# First reptile



## DAZZA (Mar 7, 2003)

Bought my first reptile today, a captive bred male Royal or a you Americans call it ball python. Bought the vivarium today, picking the snake up tomorrow. really looking forward to having this pet. It's fantastic!
ta.


----------



## Death in #'s (Apr 29, 2003)

:rasp: stop talking and get it already 
i wanna see pics
and are u gonna feed it f/t or live


----------



## Atlanta Braves Baby! (Mar 12, 2003)

Cant wait to see pics. I loved mine while I had him


----------



## pamonster (Jun 26, 2003)

ya, cant wait to see some pics!


----------



## ctarry (Nov 29, 2003)

nice one. hope its feeding ok though.

######

- _Instruction A_
In the forum thread, what kind of snake did DAZZA buy as a first reptile?
- _Instruction B_
Rewrite the paragraph of the forum thread that begins "Bought my first reptile today" as a short list that keeps its main facts.

- _Collected data_

######

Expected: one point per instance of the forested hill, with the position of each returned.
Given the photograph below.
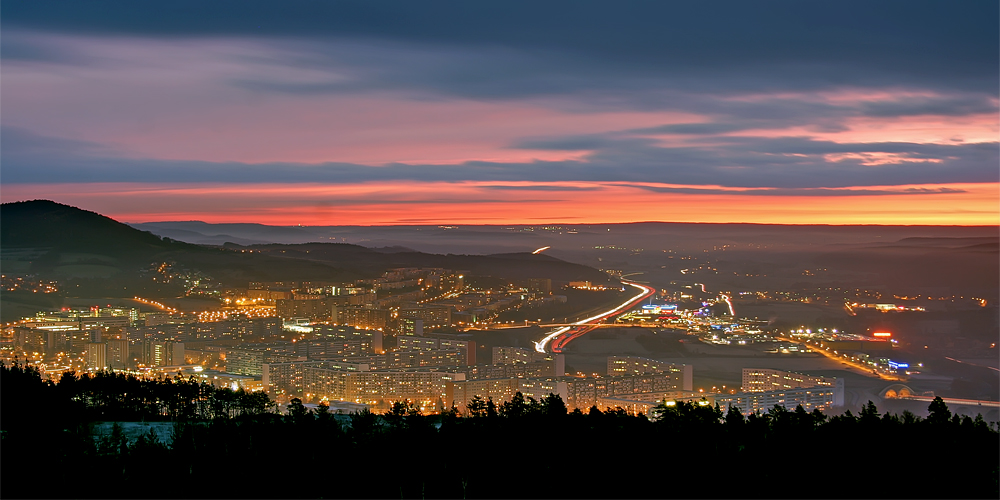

######

- _Written reply A_
A captive-bred male royal python, which Americans call a ball python.

- _Written reply B_
- Bought a first reptile: a captive-bred male royal python (a ball python in American usage).
- Bought the vivarium the same day; the snake is to be picked up the next day.
- Looking forward to having the snake as a pet.